- [INFORMATION SHOWN]
▼▼▼

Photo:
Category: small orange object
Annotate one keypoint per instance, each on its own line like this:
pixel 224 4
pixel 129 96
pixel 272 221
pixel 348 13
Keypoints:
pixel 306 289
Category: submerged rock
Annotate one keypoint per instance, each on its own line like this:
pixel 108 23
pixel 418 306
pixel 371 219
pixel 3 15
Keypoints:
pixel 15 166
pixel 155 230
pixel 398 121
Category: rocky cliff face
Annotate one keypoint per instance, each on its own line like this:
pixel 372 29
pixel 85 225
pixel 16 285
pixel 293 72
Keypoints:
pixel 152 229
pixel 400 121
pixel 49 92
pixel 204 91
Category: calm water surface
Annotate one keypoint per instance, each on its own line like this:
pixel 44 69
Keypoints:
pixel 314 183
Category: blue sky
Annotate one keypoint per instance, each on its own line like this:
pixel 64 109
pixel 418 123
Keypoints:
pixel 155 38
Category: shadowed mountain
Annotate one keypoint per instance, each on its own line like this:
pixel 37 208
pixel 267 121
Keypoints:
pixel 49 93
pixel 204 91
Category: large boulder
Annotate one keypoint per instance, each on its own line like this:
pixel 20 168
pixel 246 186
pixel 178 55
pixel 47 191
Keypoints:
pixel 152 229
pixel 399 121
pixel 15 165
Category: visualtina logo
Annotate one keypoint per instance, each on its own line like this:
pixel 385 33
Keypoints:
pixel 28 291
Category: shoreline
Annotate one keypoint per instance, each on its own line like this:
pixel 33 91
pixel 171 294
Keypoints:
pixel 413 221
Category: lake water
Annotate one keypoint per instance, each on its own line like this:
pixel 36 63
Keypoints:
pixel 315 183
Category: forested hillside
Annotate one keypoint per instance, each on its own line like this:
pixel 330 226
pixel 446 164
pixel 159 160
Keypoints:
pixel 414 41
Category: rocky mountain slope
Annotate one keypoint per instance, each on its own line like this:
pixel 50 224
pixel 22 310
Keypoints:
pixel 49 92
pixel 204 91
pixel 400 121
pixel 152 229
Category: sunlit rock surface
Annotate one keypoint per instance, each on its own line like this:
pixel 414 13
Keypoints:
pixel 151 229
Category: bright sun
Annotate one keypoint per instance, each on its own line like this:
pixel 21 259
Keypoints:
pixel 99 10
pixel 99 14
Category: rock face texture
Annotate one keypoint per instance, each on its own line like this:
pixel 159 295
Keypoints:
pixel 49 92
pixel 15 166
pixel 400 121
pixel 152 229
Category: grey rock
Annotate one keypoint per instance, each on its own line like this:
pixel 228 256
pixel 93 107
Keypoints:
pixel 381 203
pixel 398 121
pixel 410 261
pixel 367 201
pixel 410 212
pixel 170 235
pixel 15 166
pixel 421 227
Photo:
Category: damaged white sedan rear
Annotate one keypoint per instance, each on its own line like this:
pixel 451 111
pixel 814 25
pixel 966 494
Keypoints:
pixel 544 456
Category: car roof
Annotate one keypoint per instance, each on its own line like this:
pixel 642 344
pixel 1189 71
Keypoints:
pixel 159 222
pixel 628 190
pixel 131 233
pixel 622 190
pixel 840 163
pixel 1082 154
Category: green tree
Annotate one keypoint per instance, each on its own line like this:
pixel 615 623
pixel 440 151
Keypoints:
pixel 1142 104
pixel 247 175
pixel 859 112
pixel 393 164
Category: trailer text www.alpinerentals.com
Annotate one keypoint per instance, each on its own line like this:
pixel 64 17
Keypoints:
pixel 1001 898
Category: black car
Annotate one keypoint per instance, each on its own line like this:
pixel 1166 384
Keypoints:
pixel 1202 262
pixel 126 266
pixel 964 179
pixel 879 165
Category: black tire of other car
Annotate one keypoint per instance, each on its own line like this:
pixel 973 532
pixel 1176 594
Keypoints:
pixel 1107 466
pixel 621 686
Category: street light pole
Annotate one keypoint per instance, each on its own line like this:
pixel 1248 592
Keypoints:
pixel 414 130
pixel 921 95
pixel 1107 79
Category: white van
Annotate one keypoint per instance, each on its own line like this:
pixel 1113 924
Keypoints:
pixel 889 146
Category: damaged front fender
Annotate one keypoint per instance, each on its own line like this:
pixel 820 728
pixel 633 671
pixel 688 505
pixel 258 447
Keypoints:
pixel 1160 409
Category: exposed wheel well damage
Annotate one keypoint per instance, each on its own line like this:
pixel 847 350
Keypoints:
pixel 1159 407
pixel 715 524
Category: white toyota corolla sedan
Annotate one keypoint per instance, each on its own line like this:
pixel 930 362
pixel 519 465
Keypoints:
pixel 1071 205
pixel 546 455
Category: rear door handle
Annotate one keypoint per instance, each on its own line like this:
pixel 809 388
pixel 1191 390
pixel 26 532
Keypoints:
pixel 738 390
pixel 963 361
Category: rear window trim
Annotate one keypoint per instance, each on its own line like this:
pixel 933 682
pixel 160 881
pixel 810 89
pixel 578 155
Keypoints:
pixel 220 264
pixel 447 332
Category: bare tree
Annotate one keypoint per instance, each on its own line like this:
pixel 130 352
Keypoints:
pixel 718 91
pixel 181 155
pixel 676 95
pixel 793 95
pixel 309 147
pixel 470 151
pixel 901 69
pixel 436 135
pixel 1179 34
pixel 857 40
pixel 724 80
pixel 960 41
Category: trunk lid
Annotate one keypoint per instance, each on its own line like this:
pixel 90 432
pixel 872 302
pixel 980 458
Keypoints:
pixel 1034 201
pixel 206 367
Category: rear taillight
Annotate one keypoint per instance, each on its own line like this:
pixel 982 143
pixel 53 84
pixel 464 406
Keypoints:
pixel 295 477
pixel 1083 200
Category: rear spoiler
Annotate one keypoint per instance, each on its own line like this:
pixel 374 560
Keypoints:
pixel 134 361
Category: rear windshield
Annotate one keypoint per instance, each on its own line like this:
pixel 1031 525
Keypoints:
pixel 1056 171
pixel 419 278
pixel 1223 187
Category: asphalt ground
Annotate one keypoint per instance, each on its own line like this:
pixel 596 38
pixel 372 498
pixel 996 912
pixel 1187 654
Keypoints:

▲▲▲

- [REQUIRED WORK]
Repeat everything from the line containing "Category: calm water surface" down to the line containing "pixel 155 38", swapping "blue sky" for "open sky" and leaving the rest unchanged.

- [CORRECT RESULT]
Category: calm water surface
Annotate one keypoint per instance, each on its own line like this:
pixel 44 69
Keypoints:
pixel 314 183
Category: open sky
Annotate one keypoint per instance, each on its own line like this:
pixel 64 109
pixel 418 123
Keypoints:
pixel 155 38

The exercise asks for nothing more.